:: The input

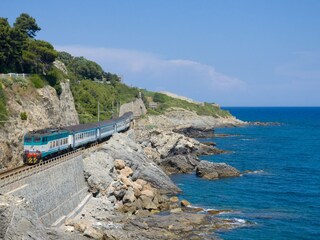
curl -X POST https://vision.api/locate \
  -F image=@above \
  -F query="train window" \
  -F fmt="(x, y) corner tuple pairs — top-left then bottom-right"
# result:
(24, 137), (32, 142)
(34, 137), (41, 142)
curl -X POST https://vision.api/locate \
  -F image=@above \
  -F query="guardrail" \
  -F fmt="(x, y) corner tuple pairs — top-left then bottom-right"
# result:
(0, 73), (30, 79)
(0, 149), (82, 189)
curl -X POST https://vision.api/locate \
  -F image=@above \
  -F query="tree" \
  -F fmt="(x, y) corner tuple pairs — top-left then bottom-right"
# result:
(22, 40), (57, 74)
(69, 57), (104, 80)
(57, 51), (74, 66)
(13, 13), (40, 38)
(0, 18), (11, 72)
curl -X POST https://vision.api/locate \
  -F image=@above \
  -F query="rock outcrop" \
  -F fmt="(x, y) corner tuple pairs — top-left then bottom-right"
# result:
(173, 126), (216, 138)
(0, 80), (79, 169)
(196, 160), (240, 179)
(136, 129), (225, 175)
(83, 130), (180, 195)
(0, 194), (48, 240)
(136, 108), (246, 130)
(102, 131), (180, 194)
(119, 98), (147, 118)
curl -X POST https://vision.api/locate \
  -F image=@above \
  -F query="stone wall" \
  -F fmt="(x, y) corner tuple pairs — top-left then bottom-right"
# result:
(0, 155), (89, 226)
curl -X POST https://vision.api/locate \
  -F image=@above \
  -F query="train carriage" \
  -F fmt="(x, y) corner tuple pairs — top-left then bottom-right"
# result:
(23, 112), (134, 165)
(23, 128), (70, 164)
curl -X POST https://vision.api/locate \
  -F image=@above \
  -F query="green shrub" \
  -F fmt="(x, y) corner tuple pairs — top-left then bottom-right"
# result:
(153, 93), (166, 103)
(20, 112), (27, 120)
(29, 74), (45, 88)
(142, 90), (231, 118)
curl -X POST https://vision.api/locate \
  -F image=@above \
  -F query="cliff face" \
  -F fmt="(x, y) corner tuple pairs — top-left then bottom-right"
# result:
(0, 80), (79, 169)
(119, 98), (147, 118)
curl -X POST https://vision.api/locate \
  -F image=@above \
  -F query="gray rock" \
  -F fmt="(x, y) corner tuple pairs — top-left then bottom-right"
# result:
(0, 195), (48, 240)
(160, 155), (199, 174)
(196, 160), (240, 179)
(139, 195), (157, 210)
(83, 152), (114, 195)
(119, 98), (147, 118)
(101, 131), (180, 194)
(123, 188), (136, 204)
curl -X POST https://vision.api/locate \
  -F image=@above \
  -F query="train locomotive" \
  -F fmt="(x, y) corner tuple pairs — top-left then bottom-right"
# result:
(23, 112), (133, 164)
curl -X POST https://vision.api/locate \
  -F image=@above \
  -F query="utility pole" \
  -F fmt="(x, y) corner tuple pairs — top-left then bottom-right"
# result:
(98, 101), (100, 122)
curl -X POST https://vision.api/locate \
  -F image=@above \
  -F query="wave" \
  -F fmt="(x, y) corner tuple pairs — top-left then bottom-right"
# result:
(242, 170), (266, 175)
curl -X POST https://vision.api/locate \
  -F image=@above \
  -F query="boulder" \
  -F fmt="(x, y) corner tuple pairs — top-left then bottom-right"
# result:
(159, 155), (199, 174)
(123, 187), (136, 204)
(102, 132), (180, 194)
(196, 160), (240, 179)
(180, 200), (191, 207)
(114, 159), (126, 170)
(173, 127), (215, 138)
(139, 195), (158, 210)
(120, 166), (133, 177)
(0, 195), (48, 240)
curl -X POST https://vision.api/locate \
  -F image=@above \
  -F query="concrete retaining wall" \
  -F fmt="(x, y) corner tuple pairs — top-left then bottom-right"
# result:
(1, 155), (89, 226)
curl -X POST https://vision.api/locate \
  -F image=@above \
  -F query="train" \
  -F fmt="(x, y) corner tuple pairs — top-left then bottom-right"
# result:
(23, 112), (134, 164)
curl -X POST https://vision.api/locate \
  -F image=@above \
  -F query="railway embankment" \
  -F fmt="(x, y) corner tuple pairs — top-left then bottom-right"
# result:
(0, 153), (89, 228)
(1, 122), (243, 239)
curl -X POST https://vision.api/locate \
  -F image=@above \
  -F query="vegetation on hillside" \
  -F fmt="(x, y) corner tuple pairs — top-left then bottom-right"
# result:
(57, 52), (141, 123)
(0, 13), (232, 125)
(142, 91), (231, 118)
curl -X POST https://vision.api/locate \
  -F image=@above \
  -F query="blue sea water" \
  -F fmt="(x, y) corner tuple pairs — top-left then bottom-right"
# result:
(171, 107), (320, 240)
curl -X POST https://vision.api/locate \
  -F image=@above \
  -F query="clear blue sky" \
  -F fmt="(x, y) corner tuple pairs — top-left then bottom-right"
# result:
(2, 0), (320, 106)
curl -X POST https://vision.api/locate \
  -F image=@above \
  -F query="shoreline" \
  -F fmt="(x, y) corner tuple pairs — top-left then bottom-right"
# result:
(1, 116), (252, 239)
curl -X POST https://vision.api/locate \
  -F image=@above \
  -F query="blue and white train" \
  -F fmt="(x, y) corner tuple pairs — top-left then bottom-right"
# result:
(23, 112), (133, 164)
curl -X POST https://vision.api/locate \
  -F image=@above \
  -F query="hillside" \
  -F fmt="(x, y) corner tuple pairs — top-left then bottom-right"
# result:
(0, 13), (237, 169)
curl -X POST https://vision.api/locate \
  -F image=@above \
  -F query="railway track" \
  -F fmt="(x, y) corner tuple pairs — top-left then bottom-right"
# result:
(0, 149), (83, 189)
(0, 165), (29, 179)
(0, 126), (131, 189)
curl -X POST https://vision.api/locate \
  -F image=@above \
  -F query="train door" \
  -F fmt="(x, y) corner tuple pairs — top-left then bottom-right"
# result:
(68, 134), (74, 150)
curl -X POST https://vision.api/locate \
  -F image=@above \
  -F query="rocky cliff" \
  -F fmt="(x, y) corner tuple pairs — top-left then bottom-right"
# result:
(0, 80), (79, 169)
(119, 98), (147, 118)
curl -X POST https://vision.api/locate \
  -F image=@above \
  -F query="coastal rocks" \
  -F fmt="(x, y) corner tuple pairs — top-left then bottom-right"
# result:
(0, 194), (48, 240)
(83, 151), (115, 196)
(145, 130), (222, 159)
(101, 131), (180, 194)
(159, 155), (199, 174)
(196, 160), (240, 179)
(106, 159), (170, 214)
(173, 126), (216, 138)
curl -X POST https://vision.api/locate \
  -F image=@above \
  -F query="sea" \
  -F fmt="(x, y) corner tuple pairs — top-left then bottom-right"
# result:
(171, 107), (320, 240)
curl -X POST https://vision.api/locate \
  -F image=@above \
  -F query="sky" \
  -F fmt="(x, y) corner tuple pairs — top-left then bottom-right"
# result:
(1, 0), (320, 106)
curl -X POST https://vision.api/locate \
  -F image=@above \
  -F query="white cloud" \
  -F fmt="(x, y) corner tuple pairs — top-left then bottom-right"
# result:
(55, 45), (247, 103)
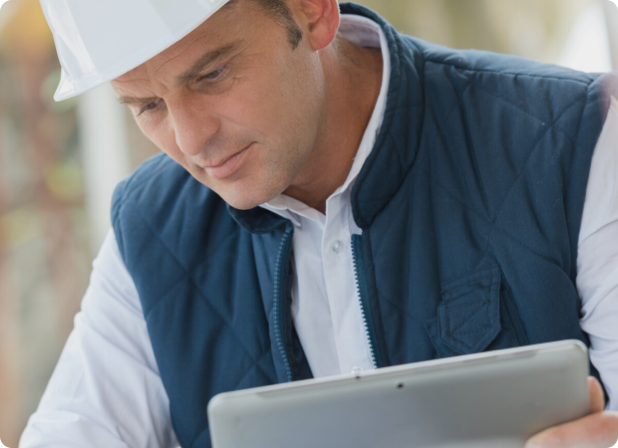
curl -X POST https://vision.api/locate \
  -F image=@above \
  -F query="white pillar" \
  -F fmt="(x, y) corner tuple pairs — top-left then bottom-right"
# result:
(604, 0), (618, 70)
(78, 83), (131, 254)
(559, 0), (613, 72)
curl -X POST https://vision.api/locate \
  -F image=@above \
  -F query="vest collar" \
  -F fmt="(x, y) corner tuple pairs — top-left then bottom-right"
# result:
(227, 204), (291, 234)
(343, 3), (424, 229)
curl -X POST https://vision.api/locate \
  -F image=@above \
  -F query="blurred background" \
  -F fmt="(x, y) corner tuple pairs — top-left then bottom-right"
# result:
(0, 0), (615, 445)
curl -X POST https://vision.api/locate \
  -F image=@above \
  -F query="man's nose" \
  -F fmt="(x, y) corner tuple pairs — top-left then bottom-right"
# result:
(167, 97), (219, 157)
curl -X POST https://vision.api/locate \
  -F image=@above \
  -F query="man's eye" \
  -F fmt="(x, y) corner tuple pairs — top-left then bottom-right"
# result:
(137, 99), (162, 116)
(198, 66), (227, 82)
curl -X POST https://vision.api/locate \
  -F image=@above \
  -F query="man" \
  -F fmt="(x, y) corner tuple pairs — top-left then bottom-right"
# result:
(20, 0), (618, 446)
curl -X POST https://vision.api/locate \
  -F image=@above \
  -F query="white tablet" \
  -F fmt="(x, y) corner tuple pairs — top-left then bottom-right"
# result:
(208, 340), (590, 448)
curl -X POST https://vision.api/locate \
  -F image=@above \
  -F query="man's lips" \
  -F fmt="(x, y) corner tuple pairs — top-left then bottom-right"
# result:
(202, 143), (254, 180)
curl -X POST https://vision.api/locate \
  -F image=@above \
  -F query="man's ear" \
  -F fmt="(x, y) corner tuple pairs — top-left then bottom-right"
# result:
(293, 0), (340, 51)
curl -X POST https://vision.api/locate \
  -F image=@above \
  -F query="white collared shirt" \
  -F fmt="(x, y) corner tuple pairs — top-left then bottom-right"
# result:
(260, 14), (390, 378)
(19, 16), (618, 448)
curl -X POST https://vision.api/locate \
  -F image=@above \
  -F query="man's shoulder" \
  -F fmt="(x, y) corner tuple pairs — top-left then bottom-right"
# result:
(112, 153), (190, 206)
(394, 33), (618, 148)
(110, 153), (229, 256)
(112, 153), (223, 211)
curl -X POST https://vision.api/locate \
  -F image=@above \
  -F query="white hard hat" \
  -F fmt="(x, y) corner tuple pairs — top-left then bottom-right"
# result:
(40, 0), (230, 101)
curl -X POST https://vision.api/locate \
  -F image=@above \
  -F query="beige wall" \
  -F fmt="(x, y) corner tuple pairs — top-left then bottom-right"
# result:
(358, 0), (593, 63)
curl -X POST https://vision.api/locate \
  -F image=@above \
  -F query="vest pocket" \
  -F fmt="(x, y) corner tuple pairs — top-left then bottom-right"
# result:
(427, 264), (525, 358)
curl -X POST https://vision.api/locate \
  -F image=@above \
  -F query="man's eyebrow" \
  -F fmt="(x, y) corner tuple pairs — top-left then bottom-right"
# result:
(176, 40), (243, 85)
(117, 95), (158, 105)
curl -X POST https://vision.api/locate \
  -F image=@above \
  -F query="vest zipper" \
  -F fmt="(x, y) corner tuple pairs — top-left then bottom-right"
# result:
(351, 234), (382, 369)
(274, 225), (294, 382)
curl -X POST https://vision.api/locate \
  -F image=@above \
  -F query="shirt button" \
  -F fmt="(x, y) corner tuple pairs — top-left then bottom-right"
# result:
(332, 240), (344, 254)
(350, 366), (365, 375)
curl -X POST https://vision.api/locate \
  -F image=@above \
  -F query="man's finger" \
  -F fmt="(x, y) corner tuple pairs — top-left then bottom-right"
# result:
(524, 377), (616, 448)
(590, 377), (606, 414)
(524, 411), (618, 448)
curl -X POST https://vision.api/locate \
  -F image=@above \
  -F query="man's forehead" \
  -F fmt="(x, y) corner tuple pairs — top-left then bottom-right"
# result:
(116, 37), (242, 82)
(113, 37), (243, 104)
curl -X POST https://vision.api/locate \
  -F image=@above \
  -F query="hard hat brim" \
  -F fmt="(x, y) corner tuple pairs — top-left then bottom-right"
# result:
(45, 0), (231, 102)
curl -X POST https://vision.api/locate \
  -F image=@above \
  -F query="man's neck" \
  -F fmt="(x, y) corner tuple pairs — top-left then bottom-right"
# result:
(282, 35), (384, 214)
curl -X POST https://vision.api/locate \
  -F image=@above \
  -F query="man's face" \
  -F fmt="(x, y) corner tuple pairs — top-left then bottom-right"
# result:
(112, 1), (326, 210)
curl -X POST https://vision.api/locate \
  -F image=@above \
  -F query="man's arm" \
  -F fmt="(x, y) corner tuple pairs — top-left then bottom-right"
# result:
(19, 231), (177, 448)
(525, 96), (618, 447)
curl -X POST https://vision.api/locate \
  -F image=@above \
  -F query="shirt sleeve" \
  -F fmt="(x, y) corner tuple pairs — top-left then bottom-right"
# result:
(19, 230), (178, 448)
(578, 96), (618, 411)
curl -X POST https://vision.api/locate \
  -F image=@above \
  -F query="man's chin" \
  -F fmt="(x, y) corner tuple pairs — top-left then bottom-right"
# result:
(216, 189), (275, 211)
(226, 201), (261, 211)
(204, 176), (288, 211)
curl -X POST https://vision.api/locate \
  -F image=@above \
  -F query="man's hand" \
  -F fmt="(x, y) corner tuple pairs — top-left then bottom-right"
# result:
(525, 377), (618, 448)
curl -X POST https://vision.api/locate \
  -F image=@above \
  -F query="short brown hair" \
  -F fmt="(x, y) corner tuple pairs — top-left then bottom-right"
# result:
(251, 0), (304, 49)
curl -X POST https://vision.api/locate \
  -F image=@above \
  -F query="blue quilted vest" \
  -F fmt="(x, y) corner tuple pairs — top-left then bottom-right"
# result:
(111, 4), (616, 447)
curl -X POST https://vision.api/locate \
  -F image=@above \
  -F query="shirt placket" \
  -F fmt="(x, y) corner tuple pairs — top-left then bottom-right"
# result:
(322, 194), (375, 375)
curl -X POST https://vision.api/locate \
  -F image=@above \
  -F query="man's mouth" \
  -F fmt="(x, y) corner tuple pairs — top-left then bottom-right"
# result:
(203, 143), (254, 180)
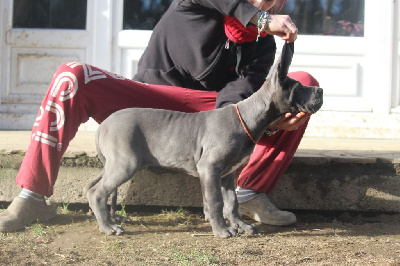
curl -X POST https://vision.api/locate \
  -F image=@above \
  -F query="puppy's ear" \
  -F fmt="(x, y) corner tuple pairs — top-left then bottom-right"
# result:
(278, 42), (294, 80)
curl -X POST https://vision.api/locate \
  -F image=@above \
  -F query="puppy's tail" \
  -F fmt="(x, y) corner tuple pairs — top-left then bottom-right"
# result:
(95, 127), (106, 166)
(84, 169), (104, 196)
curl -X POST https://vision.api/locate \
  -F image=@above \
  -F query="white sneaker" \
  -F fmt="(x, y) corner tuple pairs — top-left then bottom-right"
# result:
(0, 197), (57, 232)
(238, 194), (296, 226)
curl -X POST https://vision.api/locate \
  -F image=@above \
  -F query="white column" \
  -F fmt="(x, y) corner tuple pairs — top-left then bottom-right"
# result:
(0, 0), (12, 109)
(0, 0), (3, 109)
(88, 0), (113, 71)
(111, 0), (124, 75)
(364, 0), (397, 114)
(394, 0), (400, 111)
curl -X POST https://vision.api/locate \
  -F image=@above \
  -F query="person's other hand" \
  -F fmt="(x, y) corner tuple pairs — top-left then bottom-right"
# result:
(265, 15), (298, 43)
(269, 112), (310, 131)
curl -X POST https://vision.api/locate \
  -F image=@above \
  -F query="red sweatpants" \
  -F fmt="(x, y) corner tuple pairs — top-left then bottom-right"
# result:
(16, 63), (319, 197)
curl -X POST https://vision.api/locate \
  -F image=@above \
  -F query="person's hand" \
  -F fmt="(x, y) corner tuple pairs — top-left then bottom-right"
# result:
(265, 15), (298, 43)
(269, 112), (310, 131)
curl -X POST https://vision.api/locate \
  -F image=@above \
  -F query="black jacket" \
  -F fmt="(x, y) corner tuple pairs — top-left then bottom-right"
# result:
(133, 0), (277, 108)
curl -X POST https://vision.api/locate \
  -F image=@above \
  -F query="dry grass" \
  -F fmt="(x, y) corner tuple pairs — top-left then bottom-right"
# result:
(0, 206), (400, 265)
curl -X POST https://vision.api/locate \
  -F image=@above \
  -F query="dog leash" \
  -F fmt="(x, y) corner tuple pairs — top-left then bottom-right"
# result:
(235, 104), (257, 144)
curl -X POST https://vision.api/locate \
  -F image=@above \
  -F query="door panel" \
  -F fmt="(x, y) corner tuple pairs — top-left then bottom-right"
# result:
(0, 0), (91, 130)
(10, 47), (84, 97)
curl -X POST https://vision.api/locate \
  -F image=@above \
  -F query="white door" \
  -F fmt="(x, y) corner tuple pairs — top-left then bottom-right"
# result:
(0, 0), (113, 130)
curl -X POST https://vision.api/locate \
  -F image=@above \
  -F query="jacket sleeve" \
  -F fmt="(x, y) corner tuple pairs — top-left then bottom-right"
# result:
(188, 0), (260, 26)
(215, 35), (277, 108)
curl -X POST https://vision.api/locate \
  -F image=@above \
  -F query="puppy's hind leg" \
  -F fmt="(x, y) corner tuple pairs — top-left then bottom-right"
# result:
(221, 173), (257, 235)
(84, 170), (104, 197)
(87, 160), (138, 235)
(87, 176), (122, 224)
(109, 189), (126, 224)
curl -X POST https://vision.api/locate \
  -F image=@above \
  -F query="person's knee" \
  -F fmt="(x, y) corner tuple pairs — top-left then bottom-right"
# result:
(56, 62), (76, 72)
(55, 62), (86, 79)
(287, 71), (319, 87)
(48, 62), (86, 100)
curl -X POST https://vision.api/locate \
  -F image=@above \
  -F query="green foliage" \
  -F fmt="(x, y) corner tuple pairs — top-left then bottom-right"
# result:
(172, 248), (219, 265)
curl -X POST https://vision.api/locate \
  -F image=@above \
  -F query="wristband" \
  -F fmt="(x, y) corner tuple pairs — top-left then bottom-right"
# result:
(257, 11), (270, 42)
(265, 128), (279, 136)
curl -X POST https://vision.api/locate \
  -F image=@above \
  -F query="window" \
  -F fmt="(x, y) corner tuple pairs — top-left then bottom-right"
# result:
(281, 0), (365, 37)
(122, 0), (365, 36)
(123, 0), (173, 30)
(13, 0), (87, 29)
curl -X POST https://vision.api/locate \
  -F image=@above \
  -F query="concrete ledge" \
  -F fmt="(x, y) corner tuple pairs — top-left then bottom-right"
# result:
(0, 131), (399, 212)
(271, 155), (400, 212)
(1, 149), (399, 212)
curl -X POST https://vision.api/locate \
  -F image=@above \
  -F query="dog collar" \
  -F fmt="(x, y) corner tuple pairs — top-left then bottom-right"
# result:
(235, 104), (257, 144)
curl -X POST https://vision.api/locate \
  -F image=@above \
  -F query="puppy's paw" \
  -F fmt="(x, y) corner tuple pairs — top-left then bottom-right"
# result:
(113, 225), (125, 236)
(228, 224), (239, 237)
(99, 225), (115, 236)
(239, 223), (258, 235)
(99, 223), (125, 236)
(212, 227), (232, 238)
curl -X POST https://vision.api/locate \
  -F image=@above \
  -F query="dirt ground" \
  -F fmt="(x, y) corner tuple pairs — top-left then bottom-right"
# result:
(0, 205), (400, 266)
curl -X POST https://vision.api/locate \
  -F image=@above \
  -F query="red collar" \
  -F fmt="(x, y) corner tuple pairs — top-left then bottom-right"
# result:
(235, 104), (257, 144)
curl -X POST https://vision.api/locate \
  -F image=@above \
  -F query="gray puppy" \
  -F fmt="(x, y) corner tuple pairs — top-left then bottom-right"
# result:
(85, 42), (323, 238)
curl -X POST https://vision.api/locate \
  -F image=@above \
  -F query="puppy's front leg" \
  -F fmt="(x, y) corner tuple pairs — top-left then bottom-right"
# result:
(221, 174), (257, 235)
(198, 165), (231, 238)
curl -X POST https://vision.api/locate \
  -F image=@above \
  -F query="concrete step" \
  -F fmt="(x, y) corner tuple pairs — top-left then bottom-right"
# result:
(0, 131), (399, 212)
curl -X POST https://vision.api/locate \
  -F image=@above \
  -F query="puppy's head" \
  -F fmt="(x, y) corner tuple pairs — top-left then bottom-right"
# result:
(266, 42), (323, 115)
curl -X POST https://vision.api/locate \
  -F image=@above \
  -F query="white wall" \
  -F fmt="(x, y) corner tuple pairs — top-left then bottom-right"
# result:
(1, 0), (400, 139)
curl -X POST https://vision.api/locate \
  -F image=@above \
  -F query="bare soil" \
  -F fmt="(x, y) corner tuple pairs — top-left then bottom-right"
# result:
(1, 205), (400, 265)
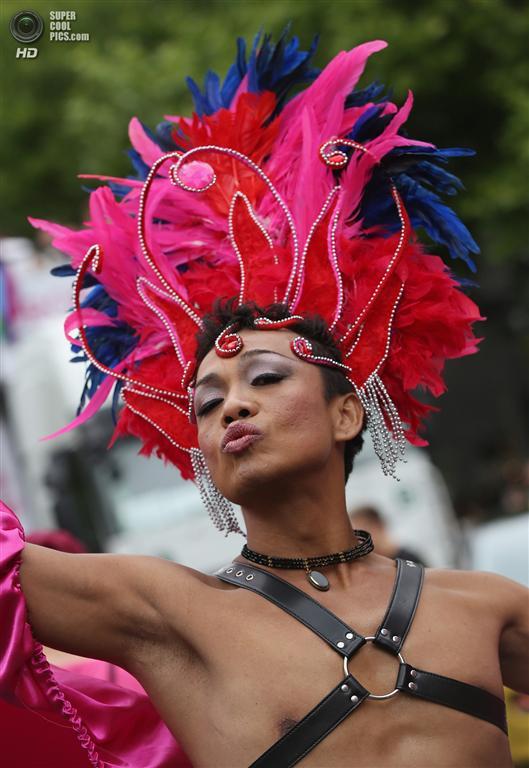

::::

*What this task involves:* Extract all lines of the records above that include "jacket".

*Task output:*
  -F query="black jacket" \
  -F query="jacket sleeve" \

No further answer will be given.